We spent many hours wandering the temples, going in and out of structures thousands of years old and getting a great hike through the jungle at the same time. We did get to see a pretty large monkey swinging around from branch to branch, as well as a few toucans and parrots. We also this unique animal whose name we didn't learn that looks like a
combination between a dog and a fox. If it so happens that this animal has not yet been discovered, I hereby name it the 'dox'. Strangely enough while waiting in the parking lot for our shuttle, we saw an ant-eater walking around - which was awesome, albeit skittish. We returned to our room and spent the rest of the day relaxing after a packed couple of days.
We booked through our hotel a shuttle to leave the next morning at 7am for Semuc Champey - another of the few spots that nearly every traveller in Guatemala said we could not miss, so we did not miss it. Semuc Champey was not, however, just the next spot along the road. It was very, very far away. When we considered not booking a tourist shuttle, the itinerary looked like this: El Ramate > Flores > Sayaxche > Coban > Lanquin > Semuc Champey. The shuttle would save us quite a few stops and help us avoid the waiting time in between, but cost us a pretty penny more. Even with the time saved, the shuttle would be 9 hours.
I don't have too much to report from the shuttle and
I'm getting tired of writing so I'll just say it was long, the last half was VERY bumpy and I regretted the big lunch I had on our short stopover in Coban. From the road, our driver made a reservation for us at Las Marias, which was within walking distance of Semuc Champey national park. And 9 long hours later we arrived there. We found a very basic room acceptable and were happy to be stationary for a few hours.
The next day we got an early breakfast and headed out to the park. The walk was maybe 30 minutes or so, over a sweet bridge and with many views of the beautiful river. The park is in the middle of a strange local scandal which I'll avoid explaining now and just say the admission is free currently! We decided to take the moderately difficult (not technically difficult at all - for future visitors - mostly just steep steps, but very tiring and maybe a little slippery) to the overlook. From there we finally saw the beautiful of Semuc Champey - which is a large river spilling out into seven naturally formed shallow pools which overflow into each other
step by step. See the pictures, words just can't do it. We then hiked down and enjoyed on a nice swim in the barely-chilly pools. We headed back to the hotel for a not-so-great lunch and to relax for the rest of the day. I got up the courage to try out the massive swing into the freezing cold river - [url=
see the video here.
And the next day - you guessed it - we were back on the shuttle for a whopping 7-8 hour ride to Antiqua for our final day. We opted to avoid Guatemala City and spend our last night in Antiqua, which is much nicer and safer and has frequent shuttles to the airport anyway. Not much to report from Antiqua other than really really great pizza from Il Leone right int he central part - highly recommended by us.
And here we are - its 11:56pm of our final night of Guatemala and I pushed through to get this blog finished before I get home because I already know that I have 127 work emails waiting for me (which I HAVE NOT looked at, a point of pride for a recovering workaholic like me). Apologies if
this last blog post seems rushed, lacking in detail or a bit blah - its not because Tikal or Semuc were blah at all, its just because Im tired as I write about them.

■ What you have to do
Copy the Guatemala travel blog from "I don't have" up to and including "a few hours.", swapping "bumpy" for "rough". These rows have nothing to do with the Guatemala travel blog.

■ Dataset entries
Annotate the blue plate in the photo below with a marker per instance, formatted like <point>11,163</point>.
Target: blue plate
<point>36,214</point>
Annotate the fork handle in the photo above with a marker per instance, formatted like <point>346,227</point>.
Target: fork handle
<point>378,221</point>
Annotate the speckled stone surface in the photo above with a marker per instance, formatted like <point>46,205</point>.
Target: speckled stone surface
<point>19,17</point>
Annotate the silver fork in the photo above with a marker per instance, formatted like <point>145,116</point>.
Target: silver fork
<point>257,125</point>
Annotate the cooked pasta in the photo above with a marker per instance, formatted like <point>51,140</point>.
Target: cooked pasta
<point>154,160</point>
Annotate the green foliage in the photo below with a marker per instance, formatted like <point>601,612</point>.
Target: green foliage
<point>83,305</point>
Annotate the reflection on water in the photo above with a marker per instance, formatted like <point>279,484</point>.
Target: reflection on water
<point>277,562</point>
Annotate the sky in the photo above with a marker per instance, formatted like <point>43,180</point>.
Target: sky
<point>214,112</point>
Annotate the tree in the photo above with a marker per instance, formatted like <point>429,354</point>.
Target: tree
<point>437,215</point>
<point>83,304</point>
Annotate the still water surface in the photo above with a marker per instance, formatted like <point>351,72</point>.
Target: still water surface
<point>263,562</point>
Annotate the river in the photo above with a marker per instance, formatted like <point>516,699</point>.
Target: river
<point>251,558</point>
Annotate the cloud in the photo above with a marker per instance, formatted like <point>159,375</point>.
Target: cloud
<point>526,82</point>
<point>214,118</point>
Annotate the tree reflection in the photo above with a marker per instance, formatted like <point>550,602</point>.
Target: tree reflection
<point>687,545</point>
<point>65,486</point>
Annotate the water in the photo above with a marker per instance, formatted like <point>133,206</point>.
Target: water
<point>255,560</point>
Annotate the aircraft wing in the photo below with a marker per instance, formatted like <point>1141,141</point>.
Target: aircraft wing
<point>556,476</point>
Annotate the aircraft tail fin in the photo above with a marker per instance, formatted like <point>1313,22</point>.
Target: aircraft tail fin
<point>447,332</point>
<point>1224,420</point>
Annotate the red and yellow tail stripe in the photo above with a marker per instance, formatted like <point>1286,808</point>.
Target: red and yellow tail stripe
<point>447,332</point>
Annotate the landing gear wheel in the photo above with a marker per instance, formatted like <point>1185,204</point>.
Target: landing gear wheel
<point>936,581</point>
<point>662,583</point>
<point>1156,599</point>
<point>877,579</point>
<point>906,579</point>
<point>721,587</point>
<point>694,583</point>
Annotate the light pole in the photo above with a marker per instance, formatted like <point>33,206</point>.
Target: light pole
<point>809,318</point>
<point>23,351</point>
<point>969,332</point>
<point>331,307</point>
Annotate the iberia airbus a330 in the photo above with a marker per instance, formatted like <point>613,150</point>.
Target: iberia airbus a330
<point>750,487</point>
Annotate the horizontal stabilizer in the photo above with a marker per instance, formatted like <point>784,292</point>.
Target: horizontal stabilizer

■ Your response
I don't have too much to report from the shuttle and
I'm getting tired of writing so I'll just say it was long, the last half was VERY rough and I regretted the big lunch I had on our short stopover in Coban. From the road, our driver made a reservation for us at Las Marias, which was within walking distance of Semuc Champey national park. And 9 long hours later we arrived there. We found a very basic room acceptable and were happy to be stationary for a few hours.